╭──
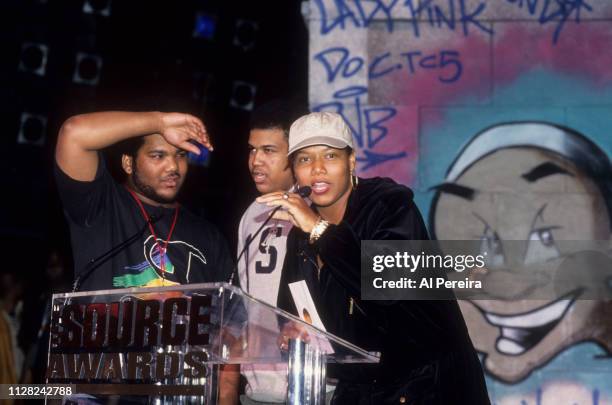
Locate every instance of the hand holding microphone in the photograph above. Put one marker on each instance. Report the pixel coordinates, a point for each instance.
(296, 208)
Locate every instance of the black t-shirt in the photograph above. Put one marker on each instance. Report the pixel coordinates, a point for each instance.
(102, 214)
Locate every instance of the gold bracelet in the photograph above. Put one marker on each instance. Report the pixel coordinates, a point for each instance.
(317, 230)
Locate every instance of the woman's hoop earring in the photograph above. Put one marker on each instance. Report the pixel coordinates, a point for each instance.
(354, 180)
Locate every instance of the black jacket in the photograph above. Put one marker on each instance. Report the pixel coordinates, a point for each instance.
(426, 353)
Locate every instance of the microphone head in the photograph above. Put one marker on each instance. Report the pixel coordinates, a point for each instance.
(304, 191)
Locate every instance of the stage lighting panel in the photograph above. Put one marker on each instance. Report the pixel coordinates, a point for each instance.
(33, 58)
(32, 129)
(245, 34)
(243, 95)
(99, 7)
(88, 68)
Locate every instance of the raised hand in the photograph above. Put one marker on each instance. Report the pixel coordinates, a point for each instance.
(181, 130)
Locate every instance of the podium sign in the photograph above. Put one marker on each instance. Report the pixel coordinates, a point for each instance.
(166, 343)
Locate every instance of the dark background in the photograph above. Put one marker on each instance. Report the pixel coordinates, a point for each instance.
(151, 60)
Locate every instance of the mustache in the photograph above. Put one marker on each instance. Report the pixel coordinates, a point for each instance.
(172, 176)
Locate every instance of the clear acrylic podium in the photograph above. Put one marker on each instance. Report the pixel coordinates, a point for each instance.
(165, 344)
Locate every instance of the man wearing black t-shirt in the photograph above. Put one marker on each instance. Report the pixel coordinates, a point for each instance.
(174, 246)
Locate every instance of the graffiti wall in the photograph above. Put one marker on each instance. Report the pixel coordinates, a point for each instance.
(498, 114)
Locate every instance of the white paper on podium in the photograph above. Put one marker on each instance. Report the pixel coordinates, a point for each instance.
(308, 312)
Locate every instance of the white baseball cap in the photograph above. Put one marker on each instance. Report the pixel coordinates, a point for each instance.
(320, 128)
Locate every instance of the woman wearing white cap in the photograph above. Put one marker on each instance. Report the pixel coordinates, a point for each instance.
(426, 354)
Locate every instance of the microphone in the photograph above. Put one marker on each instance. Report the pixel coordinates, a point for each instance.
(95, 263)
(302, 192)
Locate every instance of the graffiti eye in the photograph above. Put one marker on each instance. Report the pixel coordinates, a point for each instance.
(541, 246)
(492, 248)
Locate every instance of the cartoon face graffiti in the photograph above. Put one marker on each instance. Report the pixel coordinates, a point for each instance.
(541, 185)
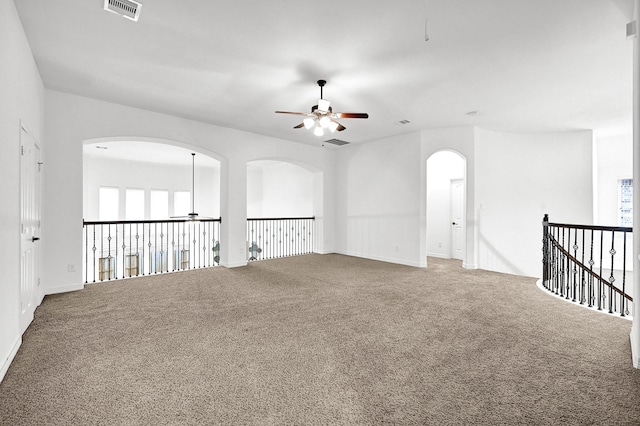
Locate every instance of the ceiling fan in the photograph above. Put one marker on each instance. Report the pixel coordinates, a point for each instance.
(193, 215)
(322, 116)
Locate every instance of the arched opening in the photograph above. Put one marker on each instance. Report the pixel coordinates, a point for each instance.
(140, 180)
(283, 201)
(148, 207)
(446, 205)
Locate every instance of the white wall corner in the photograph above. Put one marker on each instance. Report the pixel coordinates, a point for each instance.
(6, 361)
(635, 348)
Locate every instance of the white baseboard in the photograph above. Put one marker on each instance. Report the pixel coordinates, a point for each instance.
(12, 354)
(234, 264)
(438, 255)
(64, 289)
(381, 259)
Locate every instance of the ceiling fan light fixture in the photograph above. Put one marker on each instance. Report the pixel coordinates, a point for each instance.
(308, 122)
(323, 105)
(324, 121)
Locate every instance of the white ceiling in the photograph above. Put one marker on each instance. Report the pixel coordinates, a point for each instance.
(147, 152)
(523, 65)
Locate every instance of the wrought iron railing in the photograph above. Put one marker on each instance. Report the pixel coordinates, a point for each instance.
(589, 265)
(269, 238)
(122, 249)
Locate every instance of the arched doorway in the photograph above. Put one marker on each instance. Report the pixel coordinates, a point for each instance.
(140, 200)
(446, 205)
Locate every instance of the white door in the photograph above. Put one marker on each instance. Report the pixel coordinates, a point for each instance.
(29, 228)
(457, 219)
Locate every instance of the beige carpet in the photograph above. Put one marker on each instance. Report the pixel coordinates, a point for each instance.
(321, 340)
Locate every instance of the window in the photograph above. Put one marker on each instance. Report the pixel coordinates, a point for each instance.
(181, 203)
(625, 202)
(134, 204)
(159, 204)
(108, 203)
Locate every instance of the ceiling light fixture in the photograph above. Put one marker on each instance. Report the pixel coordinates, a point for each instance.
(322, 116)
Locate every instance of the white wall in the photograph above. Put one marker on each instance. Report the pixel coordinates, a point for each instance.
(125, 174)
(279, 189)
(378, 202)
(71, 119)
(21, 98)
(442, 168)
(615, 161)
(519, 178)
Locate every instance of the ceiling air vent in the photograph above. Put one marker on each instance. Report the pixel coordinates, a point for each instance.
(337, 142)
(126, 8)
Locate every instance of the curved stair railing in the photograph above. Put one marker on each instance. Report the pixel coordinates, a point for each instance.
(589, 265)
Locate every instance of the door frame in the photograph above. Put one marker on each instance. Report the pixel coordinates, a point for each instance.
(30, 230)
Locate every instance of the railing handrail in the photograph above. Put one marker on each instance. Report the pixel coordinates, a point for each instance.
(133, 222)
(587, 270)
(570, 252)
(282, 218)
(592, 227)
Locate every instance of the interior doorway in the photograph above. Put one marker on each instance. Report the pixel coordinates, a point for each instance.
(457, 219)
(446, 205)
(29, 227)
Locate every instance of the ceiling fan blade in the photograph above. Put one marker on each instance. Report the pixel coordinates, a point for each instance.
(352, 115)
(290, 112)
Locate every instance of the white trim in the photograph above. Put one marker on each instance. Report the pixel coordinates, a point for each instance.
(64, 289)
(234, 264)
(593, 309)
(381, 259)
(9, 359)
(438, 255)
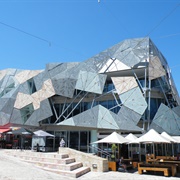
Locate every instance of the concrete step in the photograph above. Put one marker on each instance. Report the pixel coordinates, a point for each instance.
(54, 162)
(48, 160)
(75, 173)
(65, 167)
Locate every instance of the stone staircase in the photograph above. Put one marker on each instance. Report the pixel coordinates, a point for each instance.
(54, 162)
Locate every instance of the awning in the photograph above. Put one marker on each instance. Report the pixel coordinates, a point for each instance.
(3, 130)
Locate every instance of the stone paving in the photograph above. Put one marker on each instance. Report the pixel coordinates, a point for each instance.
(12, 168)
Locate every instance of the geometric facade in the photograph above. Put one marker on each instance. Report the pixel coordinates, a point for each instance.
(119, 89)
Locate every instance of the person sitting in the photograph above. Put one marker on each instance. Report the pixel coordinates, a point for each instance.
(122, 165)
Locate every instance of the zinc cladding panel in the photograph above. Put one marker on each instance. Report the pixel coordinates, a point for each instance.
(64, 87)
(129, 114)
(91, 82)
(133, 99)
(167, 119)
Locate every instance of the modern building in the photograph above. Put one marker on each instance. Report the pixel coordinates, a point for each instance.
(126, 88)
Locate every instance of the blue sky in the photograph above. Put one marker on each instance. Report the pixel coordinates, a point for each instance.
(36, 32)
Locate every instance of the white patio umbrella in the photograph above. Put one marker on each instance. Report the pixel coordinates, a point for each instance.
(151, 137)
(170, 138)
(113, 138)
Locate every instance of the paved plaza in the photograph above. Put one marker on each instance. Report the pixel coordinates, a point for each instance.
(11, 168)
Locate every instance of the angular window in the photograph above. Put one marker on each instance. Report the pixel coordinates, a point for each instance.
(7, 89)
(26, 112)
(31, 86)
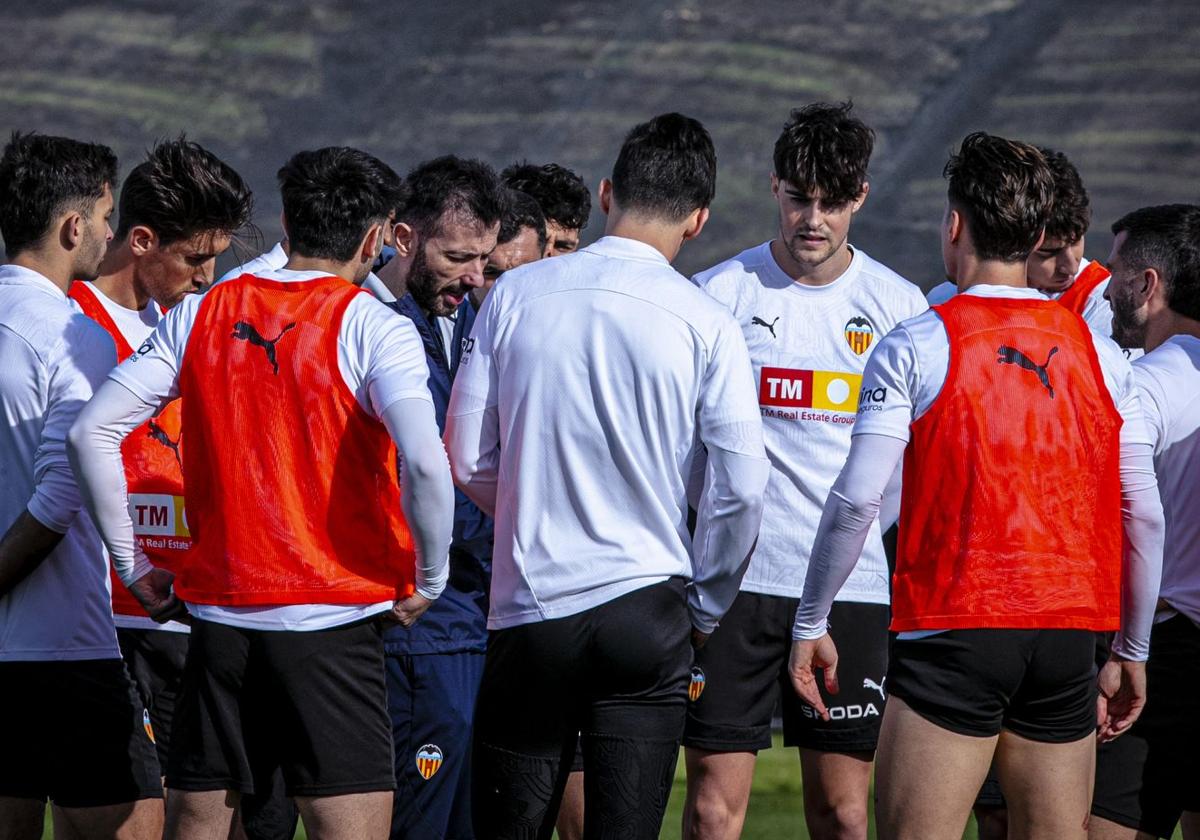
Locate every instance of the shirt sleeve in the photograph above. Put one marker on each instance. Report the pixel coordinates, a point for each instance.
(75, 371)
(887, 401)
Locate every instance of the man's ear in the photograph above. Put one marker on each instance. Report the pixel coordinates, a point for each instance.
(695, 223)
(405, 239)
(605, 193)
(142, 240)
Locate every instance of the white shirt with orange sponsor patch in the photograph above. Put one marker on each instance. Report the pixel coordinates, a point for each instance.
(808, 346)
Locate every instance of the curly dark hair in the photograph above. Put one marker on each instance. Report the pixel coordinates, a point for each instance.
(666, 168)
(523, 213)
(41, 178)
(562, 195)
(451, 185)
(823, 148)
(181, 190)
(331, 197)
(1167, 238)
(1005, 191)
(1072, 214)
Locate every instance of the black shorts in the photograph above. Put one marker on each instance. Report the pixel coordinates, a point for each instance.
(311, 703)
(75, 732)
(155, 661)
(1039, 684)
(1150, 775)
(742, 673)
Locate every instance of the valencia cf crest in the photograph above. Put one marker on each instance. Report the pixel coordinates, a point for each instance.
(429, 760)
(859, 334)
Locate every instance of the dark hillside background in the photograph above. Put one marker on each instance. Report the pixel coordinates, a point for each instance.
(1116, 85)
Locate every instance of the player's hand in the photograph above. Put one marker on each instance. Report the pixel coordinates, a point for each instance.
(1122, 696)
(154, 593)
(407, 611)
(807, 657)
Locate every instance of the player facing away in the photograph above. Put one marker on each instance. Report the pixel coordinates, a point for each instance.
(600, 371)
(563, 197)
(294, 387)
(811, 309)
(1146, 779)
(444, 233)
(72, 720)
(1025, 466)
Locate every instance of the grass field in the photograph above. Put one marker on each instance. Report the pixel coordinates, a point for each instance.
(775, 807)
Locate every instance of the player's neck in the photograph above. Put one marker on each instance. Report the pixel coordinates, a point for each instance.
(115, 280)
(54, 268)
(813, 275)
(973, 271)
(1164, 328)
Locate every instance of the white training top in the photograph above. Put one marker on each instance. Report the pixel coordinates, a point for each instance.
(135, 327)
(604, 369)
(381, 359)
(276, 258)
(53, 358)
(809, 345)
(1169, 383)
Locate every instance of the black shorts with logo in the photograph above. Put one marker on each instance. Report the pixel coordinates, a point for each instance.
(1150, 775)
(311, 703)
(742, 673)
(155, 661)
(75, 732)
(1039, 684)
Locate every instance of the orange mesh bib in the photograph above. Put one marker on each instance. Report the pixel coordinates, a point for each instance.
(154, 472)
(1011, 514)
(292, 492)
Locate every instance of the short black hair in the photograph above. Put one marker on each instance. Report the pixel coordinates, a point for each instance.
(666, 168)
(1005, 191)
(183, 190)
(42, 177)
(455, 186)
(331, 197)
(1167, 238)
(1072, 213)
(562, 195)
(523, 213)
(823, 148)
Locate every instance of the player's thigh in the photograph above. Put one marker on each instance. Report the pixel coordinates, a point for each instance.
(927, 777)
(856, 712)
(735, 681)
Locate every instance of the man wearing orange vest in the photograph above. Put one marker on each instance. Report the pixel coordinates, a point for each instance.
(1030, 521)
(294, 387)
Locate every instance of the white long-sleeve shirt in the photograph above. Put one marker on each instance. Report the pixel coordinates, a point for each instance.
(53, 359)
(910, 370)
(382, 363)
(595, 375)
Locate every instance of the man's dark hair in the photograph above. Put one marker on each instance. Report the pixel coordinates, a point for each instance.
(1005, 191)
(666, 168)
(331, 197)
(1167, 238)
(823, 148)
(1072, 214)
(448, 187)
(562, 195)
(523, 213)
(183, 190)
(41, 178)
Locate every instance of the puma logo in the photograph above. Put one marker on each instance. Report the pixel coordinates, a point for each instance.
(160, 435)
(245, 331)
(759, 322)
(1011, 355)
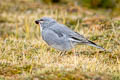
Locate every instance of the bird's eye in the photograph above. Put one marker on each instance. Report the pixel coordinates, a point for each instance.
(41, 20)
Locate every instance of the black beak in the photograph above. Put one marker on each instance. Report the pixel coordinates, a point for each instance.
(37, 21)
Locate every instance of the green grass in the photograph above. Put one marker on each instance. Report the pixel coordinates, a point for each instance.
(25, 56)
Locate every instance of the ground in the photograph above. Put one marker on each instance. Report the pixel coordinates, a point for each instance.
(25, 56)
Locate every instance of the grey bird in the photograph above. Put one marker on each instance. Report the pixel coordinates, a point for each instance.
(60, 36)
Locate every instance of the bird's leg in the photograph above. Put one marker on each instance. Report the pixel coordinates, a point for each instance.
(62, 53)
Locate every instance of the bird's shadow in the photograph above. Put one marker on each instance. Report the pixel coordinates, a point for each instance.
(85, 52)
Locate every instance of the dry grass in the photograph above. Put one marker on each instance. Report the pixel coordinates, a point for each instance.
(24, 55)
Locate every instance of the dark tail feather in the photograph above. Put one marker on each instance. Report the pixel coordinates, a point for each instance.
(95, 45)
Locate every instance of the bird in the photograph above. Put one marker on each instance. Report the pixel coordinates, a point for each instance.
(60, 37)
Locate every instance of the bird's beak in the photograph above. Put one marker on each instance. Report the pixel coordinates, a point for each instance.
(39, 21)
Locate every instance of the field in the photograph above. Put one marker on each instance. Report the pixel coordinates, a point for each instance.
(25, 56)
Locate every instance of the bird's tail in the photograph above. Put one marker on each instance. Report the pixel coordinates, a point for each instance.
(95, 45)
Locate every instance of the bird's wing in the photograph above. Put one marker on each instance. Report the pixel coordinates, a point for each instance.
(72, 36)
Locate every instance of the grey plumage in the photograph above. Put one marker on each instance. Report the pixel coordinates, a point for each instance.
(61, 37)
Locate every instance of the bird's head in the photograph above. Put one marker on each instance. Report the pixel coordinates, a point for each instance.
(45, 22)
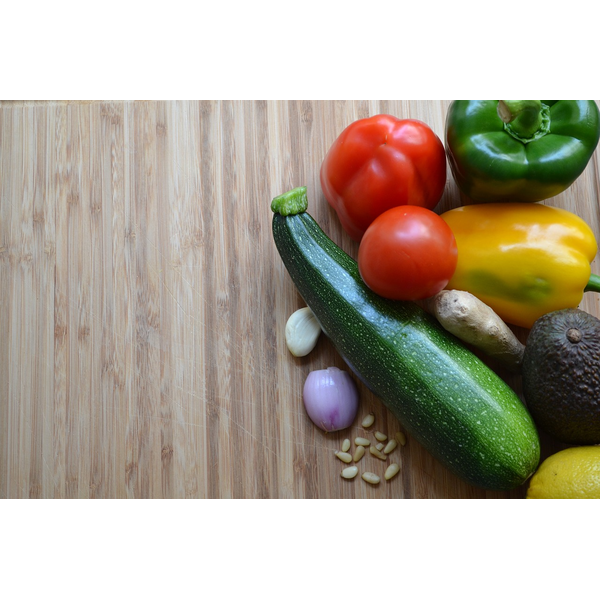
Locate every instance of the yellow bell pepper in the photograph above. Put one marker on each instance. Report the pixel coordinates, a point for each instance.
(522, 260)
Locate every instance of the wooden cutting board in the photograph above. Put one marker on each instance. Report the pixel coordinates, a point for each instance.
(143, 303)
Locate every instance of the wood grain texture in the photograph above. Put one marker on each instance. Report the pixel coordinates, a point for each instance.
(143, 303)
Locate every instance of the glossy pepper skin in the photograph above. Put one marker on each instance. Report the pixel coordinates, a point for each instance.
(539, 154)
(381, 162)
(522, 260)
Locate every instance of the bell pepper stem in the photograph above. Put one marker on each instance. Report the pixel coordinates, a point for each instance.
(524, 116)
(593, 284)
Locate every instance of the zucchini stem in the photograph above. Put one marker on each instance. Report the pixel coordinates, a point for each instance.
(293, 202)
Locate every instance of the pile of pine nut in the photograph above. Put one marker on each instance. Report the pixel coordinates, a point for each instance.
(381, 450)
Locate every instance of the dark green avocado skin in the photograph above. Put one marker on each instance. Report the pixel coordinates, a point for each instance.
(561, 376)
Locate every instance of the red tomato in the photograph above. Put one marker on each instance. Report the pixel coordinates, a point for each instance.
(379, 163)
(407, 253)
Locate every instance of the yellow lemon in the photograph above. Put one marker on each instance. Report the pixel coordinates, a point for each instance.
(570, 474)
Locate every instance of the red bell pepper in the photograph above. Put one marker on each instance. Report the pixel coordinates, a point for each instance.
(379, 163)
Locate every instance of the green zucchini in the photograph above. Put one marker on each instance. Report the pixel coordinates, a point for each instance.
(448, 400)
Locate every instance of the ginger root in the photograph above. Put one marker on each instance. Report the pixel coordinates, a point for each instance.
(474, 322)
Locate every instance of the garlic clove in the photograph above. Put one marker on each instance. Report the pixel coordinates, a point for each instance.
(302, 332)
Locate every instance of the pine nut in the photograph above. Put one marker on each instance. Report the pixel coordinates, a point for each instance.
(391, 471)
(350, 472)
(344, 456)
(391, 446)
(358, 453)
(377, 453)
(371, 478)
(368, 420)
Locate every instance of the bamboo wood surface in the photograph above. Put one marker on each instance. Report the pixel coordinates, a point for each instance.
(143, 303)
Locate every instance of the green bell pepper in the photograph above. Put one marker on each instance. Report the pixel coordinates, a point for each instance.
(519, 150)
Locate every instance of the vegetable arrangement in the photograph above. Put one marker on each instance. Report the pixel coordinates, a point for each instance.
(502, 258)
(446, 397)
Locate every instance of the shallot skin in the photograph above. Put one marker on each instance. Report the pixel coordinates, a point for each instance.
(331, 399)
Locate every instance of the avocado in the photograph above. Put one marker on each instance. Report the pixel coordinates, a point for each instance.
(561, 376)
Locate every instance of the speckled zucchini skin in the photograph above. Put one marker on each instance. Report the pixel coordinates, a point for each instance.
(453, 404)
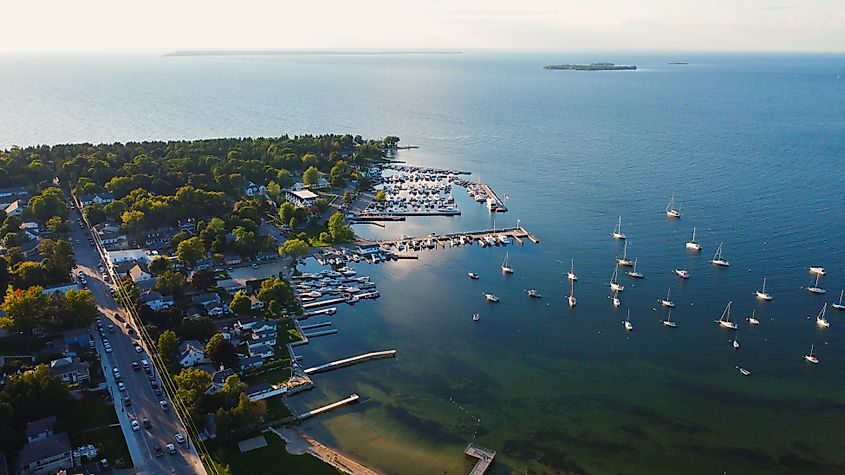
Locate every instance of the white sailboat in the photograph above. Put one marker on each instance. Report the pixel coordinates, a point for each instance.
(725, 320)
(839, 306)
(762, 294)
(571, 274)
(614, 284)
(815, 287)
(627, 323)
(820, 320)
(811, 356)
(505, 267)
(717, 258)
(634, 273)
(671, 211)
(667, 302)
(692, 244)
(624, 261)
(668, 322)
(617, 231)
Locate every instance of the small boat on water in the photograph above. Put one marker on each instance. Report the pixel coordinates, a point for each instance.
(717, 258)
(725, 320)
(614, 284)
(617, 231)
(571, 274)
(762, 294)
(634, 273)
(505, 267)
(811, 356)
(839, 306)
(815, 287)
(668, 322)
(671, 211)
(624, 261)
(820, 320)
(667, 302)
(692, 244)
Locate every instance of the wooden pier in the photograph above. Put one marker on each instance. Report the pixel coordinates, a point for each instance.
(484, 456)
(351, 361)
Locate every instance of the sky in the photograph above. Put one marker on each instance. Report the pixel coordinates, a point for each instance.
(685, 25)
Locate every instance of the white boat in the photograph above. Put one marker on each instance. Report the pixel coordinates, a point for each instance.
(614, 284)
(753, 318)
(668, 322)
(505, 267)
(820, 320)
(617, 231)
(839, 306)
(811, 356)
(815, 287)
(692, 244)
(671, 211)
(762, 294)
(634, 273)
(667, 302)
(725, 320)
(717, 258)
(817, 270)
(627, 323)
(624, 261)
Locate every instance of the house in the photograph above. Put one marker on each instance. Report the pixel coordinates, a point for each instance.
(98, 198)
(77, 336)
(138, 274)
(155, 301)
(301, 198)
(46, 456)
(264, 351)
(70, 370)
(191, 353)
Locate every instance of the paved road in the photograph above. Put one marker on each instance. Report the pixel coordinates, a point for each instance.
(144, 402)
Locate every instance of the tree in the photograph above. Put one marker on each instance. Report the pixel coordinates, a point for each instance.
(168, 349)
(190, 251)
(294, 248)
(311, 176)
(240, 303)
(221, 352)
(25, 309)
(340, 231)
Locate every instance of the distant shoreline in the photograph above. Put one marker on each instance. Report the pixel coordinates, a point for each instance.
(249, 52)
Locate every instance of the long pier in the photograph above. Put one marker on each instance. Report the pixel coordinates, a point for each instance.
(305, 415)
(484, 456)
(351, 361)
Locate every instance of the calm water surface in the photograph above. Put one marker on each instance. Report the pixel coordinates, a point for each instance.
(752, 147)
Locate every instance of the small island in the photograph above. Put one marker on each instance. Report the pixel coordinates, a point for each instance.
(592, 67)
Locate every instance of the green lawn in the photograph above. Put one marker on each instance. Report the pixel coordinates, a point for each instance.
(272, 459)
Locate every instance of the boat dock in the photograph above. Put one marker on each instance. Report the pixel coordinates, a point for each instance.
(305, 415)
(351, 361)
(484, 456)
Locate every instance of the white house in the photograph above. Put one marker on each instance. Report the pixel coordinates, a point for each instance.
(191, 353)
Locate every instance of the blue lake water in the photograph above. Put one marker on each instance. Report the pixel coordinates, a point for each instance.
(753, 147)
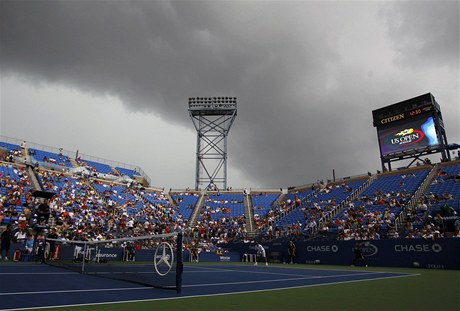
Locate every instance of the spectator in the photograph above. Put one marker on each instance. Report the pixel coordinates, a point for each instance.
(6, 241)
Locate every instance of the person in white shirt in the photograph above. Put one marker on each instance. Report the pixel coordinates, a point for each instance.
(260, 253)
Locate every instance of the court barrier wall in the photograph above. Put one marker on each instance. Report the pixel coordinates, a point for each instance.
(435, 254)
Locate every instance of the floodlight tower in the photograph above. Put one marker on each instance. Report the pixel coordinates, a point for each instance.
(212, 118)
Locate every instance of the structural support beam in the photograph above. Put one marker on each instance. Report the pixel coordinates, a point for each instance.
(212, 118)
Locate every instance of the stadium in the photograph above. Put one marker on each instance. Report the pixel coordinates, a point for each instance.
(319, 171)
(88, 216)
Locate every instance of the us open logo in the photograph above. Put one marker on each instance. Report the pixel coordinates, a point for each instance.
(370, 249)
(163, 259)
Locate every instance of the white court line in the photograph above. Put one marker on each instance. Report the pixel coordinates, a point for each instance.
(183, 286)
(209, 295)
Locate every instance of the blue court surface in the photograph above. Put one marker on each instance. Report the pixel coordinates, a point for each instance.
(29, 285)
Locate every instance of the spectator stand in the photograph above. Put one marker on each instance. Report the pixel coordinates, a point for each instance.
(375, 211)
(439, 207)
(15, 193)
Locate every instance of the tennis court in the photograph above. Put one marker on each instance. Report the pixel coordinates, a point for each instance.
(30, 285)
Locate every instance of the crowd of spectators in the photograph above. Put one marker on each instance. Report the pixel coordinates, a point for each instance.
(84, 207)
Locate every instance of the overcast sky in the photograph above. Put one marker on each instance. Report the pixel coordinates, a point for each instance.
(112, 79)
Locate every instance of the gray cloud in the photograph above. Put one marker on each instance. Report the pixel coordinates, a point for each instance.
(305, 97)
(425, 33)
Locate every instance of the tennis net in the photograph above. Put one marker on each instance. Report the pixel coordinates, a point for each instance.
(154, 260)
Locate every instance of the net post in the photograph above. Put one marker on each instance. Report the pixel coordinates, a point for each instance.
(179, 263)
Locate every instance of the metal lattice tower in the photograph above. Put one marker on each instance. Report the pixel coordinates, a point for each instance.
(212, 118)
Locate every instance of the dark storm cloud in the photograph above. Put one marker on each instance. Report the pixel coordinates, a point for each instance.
╰──
Given problem
Express the records between the lines holding "Locate every instance of the black shorts in" and "(1169, 383)", inclusive, as a two-column CSV with the columns ask and response. Write one row per record, put each field in quotes, and replace line breaks with spaces.

Exercise output
ask,response
"Locate every instance of the black shorts in the photograph above. Put one marker on each instance. Report the pixel coordinates, a point for each instance.","(311, 703) (75, 732) (155, 661) (1039, 684) (1150, 775) (742, 673)"
"Locate every instance of the valencia cf crest in the photograph above. Put one marker on each instance. Report the pixel coordinates, a point for each instance.","(429, 760) (859, 334)"
"Locate every instance of the dark hillside background in the photograph above. Put one marker on each instance. Report the pixel coordinates, a point for each instance.","(1116, 85)"
"Locate every instance of the player's hand in the photograph above. Put one marker on each instance. Report the pixel coordinates, a point for each instance.","(1122, 696) (154, 593) (407, 611) (807, 657)"
"Locate every instance of the player facing away in the photograph above. Put one marker on each instance. Report the pixel coordinates, a point for each instance.","(600, 371) (563, 197) (294, 387) (811, 309) (1146, 779) (444, 233) (72, 720) (1025, 466)"
"Locate every instance of the grass field in the photograph above. Put one marker on each instance. Report the pixel coordinates, a point for each instance.","(775, 807)"
"Locate every instance of the player's neck in the photograph above. Put one marker on each instance. Report the pixel coordinates, a point for each instance.","(115, 280) (54, 268) (813, 275) (973, 271) (1164, 328)"
"Locate every instance of the white training top in the photograph above. Put one marker on each instance. Report the pixel coordinates, a point for each instance.","(135, 327) (604, 369) (381, 359) (276, 258) (53, 358) (809, 345) (1169, 383)"